Exercise directions => Gather every line in the rows below that contains the word "thumb".

Provided entries =>

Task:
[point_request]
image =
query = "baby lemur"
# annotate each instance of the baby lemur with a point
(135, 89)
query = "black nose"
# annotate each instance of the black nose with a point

--

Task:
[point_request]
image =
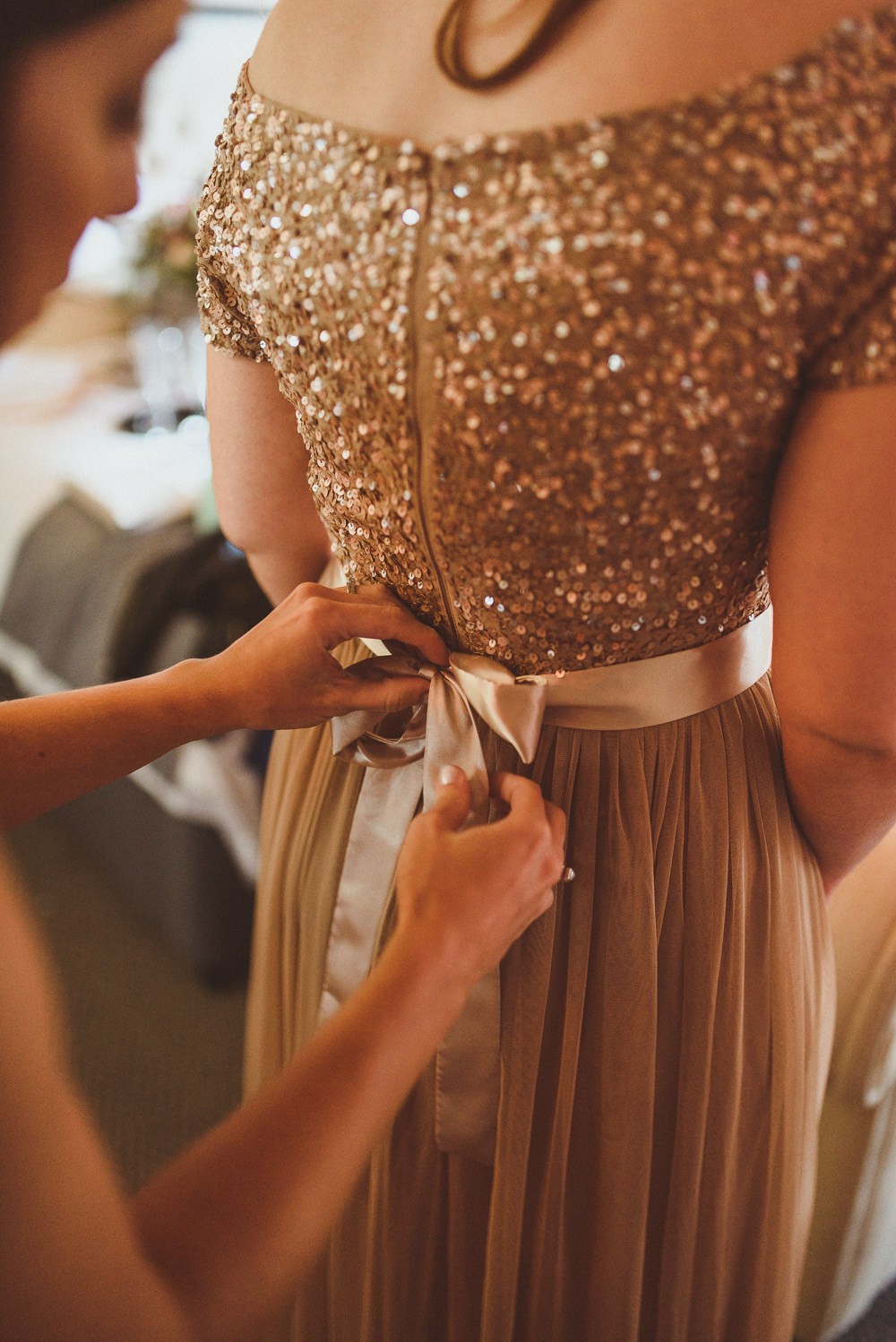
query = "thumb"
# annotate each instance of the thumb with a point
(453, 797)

Expected answer =>
query = "thumb"
# annotate each instance of the thumb with a point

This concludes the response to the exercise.